Texte fourni —
>>>>>

Née en 1920 dans une famille extrêmement pauvre, la petite Malia été contrainte d’interrompre très tôt sa scolarité pour aider sa famille et travailler en repassant des vêtements. A 18 ans, la jeune femme remporte un concours de chant , puis dégote un engagement dans une boite à fado du quartier de l’Alfama à Lisbonne, accompagné à la guitare par celui qui va devenir son premier mari. Alors que la capitale du Portugal est devenue une plaque tournante de l’espionnage en pleine seconde guerre mondiale, la chanteuse, remarquée pour la forte émotion dont elle habite ses interprétations, grimpe rapidement les échelons de la gloire. Fraîchement divorcée, elle chante à présent dans les cabarets les plus huppés de la ville et gagne très bien sa vie. En 1944, elle se rend en tournée au Brésil et enthousiasme le public. Avec un tel succès et une si grande beauté, il était inévitable qu’Amalia croise un jour le chemin des studios de cinéma : son premier film, une romance musicale dans le milieu estudiantin de Coimbra, illustrée d’une quinzaine de chansons est un succès sans précédent au Portugal, où la production cinématographique a toujours été très réduite. En tenant l’affiche plus de 22 semaines, le film bat tous les records d’exclusivité. Amalia joue ensuite dans un film, apte ment dénommé fado (1948). Un mélo à l’ancienne, où elle tient un peu son rôle: celui d’une femme très pauvre, qui grâce à sa voix et son talent devient une grande vedette fêtée par la haute société. Évidemment, comme souvent dans ce type de films, l’argent ne fait pas le bonheur et elle s’éloigne de l’homme qu’elle aimait, tandis que la fillette qu’elle protégeait meurt sans qu’elle puisse se rendre à son chevet, ce qui lui vaut d’être rejetée par ses proches. Malgré son coté misérabiliste, le film retient l’attention grâce au charisme de la chanteuse , particulièrement photogénique. Les fados (surtout le principal, absolument superbe) et le flamenco qu’elle entonne en espagnol ont absolument superbes.
Antonio Ferro le ministre de la culture de la dictature de Salazar, l’encourage alors à chanter à l’étranger. Un de ses fados, Coimbra repris en français par la chanteuse de charme Yvette Giraud devient un tube en France et même aux États-Unis (par Vic Damone). La même Yvette Giraud reprend avec un succès presque égal Cancao de mar (sous le titre trop de joie), un titre dont la pérennité sera grade car Hélène Ségara le reprendra 50 ans plus tard (sous le titre elle tu l’aimes).

<<<<<

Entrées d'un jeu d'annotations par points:
>>>>>

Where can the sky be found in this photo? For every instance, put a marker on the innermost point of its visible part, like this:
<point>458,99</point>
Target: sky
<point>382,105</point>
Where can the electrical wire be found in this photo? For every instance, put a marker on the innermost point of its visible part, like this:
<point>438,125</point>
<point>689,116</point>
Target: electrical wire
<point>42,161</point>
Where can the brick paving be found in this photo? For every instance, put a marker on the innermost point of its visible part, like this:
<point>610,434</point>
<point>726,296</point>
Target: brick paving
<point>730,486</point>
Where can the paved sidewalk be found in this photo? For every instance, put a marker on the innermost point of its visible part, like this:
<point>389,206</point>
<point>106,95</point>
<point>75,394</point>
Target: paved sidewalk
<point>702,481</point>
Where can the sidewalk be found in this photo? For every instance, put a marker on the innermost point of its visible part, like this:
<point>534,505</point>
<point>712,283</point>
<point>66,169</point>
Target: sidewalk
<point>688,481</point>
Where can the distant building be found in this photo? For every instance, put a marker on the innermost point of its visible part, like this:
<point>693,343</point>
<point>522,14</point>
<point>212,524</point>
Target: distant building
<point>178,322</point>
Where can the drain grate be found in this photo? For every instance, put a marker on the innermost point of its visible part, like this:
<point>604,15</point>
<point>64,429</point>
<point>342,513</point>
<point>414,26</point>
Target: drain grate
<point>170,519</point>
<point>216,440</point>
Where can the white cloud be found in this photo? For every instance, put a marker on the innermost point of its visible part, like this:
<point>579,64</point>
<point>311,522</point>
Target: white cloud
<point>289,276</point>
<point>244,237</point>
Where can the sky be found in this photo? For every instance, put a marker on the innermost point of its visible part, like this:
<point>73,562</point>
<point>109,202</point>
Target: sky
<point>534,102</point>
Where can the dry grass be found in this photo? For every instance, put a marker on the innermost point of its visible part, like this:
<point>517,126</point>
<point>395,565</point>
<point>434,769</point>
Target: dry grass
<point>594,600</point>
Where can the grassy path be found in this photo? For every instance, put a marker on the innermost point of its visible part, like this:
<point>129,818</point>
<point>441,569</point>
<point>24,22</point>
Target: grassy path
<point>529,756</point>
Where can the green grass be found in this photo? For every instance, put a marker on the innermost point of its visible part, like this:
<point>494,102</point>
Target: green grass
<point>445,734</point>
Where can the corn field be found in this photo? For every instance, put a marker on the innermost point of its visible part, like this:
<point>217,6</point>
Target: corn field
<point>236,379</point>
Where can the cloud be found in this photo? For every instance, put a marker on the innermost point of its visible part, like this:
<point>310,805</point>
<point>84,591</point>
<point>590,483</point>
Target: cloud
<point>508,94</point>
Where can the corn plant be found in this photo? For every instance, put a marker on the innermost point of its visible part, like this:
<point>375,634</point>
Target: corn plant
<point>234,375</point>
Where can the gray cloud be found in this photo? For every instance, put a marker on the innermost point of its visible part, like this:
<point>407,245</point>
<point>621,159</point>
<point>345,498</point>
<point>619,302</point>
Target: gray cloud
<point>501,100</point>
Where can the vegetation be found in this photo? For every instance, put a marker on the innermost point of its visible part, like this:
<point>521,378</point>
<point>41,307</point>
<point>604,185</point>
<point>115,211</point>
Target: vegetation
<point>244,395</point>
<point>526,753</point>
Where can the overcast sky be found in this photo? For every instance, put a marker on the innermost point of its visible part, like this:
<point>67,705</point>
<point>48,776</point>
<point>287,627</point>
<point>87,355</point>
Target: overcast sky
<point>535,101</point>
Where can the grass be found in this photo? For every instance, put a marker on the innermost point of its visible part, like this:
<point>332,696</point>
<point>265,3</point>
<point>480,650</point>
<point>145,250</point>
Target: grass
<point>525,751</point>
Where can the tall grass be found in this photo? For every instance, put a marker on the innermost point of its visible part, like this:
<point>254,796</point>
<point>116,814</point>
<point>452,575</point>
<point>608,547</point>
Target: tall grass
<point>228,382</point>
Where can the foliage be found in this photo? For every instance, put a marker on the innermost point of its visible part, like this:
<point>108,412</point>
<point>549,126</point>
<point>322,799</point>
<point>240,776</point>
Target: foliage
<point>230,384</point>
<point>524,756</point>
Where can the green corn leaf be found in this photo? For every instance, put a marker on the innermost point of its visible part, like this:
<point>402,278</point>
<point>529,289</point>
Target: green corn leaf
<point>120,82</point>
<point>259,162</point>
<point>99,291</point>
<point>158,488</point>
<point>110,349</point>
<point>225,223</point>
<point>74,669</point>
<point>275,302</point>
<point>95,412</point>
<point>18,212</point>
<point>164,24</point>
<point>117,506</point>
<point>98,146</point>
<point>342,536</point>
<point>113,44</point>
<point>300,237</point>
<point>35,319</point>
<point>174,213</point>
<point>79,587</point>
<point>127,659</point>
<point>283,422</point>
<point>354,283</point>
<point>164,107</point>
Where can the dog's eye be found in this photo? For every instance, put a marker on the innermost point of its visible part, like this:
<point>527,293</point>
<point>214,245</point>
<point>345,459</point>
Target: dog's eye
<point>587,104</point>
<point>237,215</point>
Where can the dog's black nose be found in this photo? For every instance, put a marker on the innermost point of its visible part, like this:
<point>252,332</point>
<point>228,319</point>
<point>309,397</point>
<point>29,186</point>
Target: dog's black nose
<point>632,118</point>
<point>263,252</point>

<<<<<

Objectifs —
1. Reproduisez fidèlement le passage du texte fourni qui va de "Antonio Ferro le" à "elle tu l’aimes).".
2. Répondez aux questions suivantes d'après le texte fourni.
(a) En quelle année la chanteuse part-elle en tournée au Brésil ?
(b) Pendant combien de semaines son premier film tient-il l'affiche ?
(c) Qui reprend le fado Coimbra aux États-Unis ?
Appuyez-vous uniquement sur le texte fourni.

Corrigés détaillés —
1.
Antonio Ferro le ministre de la culture de la dictature de Salazar, l’encourage alors à chanter à l’étranger. Un de ses fados, Coimbra repris en français par la chanteuse de charme Yvette Giraud devient un tube en France et même aux États-Unis (par Vic Damone). La même Yvette Giraud reprend avec un succès presque égal Cancao de mar (sous le titre trop de joie), un titre dont la pérennité sera grade car Hélène Ségara le reprendra 50 ans plus tard (sous le titre elle tu l’aimes).

2.
(a) En 1944.
(b) Plus de 22 semaines.
(c) Vic Damone.